*To-do list*
A. In the text about the rate-limited API, what rate limit is applied to the /factorial endpoint?
B. Reproduce the text about the rate-limited API word for word, beginning at the words "I spun up 2" and stopping after "limiter = Limiter(key_func=get_remote_address)".

*Document text*
_____

ET Phone Home
For these examples we of course need an API, so I made one with rate-limiting (I'm curious how httpolars compares to a traditional optimised Python thread/process pool API fetching routine).
I spun up 2 GET endpoints on localhost [i.e. my PC] with FastAPI:
/noop
which returns its input unmodified (a "no-op") ,{"value": "x"}
→
{"value": "x"}/factorial
which gives the factorial of the input.{"number": 3}
→{"number": 3, "factorial": 6}
from math import factorial
from fastapi import FastAPI, Request
from slowapi import Limiter, _rate_limit_exceeded_handler
from slowapi.errors import RateLimitExceeded
from slowapi.util import get_remote_address
limiter = Limiter(key_func=get_remote_address)
app = FastAPI()
app.state.limiter = limiter
app.add_exception_handler(RateLimitExceeded, _rate_limit_exceeded_handler)
@app.get("/noop")
@limiter.limit("4/2 seconds")
async def read_noop(request: Request, value: str | None = None):
return {"value": value}
@app.get("/factorial")
@limiter.limit("50/minute")
async def read_factorial(request: Request, number: int | None = None):
return {"number": number, "factorial": factorial(number)}
def run_app():
import uvicorn
uvicorn.run(app, host="127.0.0.1", port=8000)
Set up: extracting a JSONPath
to a Polars Series
Polars has functionality to work with JSON as a dtype:
json_decode()

_____

*Information provided*
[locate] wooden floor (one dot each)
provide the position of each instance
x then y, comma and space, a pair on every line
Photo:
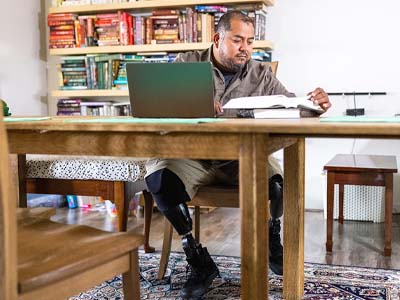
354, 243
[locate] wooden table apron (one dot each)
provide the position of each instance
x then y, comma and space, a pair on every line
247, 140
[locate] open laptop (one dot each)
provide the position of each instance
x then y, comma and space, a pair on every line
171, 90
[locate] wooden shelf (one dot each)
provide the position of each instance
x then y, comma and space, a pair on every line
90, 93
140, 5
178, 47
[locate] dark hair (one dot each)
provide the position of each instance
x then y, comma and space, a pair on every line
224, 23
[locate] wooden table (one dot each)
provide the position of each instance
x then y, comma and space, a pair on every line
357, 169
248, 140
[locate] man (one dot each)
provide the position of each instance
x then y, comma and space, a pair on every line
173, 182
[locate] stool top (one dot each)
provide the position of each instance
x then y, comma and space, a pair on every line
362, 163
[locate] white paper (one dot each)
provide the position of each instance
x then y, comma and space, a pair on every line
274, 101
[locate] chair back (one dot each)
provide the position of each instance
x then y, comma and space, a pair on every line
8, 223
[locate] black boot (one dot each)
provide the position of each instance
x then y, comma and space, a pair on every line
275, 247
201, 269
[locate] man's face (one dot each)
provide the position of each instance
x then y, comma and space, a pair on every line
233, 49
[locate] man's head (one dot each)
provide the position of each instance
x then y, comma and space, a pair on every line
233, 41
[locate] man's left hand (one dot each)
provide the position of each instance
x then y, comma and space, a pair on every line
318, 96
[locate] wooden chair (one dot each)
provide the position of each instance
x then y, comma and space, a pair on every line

_____

*Final answers*
A. 50 requests per minute.

B.
I spun up 2 GET endpoints on localhost [i.e. my PC] with FastAPI:
/noop
which returns its input unmodified (a "no-op") ,{"value": "x"}
→
{"value": "x"}/factorial
which gives the factorial of the input.{"number": 3}
→{"number": 3, "factorial": 6}
from math import factorial
from fastapi import FastAPI, Request
from slowapi import Limiter, _rate_limit_exceeded_handler
from slowapi.errors import RateLimitExceeded
from slowapi.util import get_remote_address
limiter = Limiter(key_func=get_remote_address)